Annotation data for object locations
● ● ● ●

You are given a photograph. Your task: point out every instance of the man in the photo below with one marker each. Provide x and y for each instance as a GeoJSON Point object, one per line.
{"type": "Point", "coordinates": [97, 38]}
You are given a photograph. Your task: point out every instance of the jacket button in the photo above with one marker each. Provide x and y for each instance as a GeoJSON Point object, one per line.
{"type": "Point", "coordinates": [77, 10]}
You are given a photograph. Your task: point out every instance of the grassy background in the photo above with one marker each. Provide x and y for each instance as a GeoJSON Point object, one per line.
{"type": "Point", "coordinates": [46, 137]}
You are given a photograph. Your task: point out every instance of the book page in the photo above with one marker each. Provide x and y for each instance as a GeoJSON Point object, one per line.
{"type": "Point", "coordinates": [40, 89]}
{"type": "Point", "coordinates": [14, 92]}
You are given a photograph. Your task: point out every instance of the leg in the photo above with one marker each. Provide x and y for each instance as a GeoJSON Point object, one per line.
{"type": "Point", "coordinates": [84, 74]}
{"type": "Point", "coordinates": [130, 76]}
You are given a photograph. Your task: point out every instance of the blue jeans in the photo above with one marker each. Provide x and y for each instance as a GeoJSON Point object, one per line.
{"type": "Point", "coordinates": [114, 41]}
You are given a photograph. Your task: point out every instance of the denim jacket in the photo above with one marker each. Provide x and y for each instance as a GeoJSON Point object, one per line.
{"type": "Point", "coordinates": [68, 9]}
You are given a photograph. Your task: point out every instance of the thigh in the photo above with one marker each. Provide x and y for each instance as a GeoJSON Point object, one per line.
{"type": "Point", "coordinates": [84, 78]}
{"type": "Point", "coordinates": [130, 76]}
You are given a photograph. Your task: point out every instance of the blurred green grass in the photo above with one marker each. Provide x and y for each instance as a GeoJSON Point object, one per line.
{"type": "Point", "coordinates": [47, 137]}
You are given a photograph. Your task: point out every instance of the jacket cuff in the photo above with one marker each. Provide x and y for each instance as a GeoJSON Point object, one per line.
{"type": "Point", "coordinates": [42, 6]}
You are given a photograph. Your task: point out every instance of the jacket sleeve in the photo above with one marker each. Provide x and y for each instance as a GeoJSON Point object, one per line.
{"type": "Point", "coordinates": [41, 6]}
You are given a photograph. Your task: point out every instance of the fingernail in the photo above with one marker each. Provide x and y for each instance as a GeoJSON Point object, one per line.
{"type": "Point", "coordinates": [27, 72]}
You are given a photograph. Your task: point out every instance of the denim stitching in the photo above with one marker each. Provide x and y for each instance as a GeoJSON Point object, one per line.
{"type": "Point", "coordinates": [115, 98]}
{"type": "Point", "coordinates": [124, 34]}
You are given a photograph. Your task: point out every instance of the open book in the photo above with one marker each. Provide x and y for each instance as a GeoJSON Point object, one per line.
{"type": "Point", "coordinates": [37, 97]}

● ● ● ●

▸ Description of the task:
Rescale everything from the line containing "of the blurred" down to the end of the listing. Copy those lines, requests included, but multiply each point coordinate in the answers by 0.9 and round it to a whole number, with halves rounding up.

▸ Exercise response:
You are given a photograph. Your task: point out every instance of the blurred green grass in the photo above with one marker each. Provide x and y for each instance as a GeoJSON Point object, one per line.
{"type": "Point", "coordinates": [42, 123]}
You are given a photograph. Your task: point out every instance of the jacket cuff in the photo above with one marker each. Provide x and y for each instance as a GeoJSON Point object, one per line.
{"type": "Point", "coordinates": [38, 5]}
You are given a photograph. Your task: point out every instance of the jacket sleeve in the photo above with one marker each. Provide x and y for each instance as a GeoJSON Point object, one per line.
{"type": "Point", "coordinates": [37, 5]}
You are given a photograph. Your task: point out every instance of the fingernail in the photo above with one marker each. Provide x and y for each instance as a GeoJSON Point object, one per line.
{"type": "Point", "coordinates": [24, 65]}
You are given a photograph. Your task: point out every instance of the denim stitching in the photo above with one marker each. Provide x and y for each instance as a GeoJSON Point object, one per line.
{"type": "Point", "coordinates": [104, 88]}
{"type": "Point", "coordinates": [112, 31]}
You are given a photograph. Your task: point out every instance of the open book in the photo above with one marker each. Provide x and y for each instance as a GeoJSON Point object, one per line.
{"type": "Point", "coordinates": [33, 87]}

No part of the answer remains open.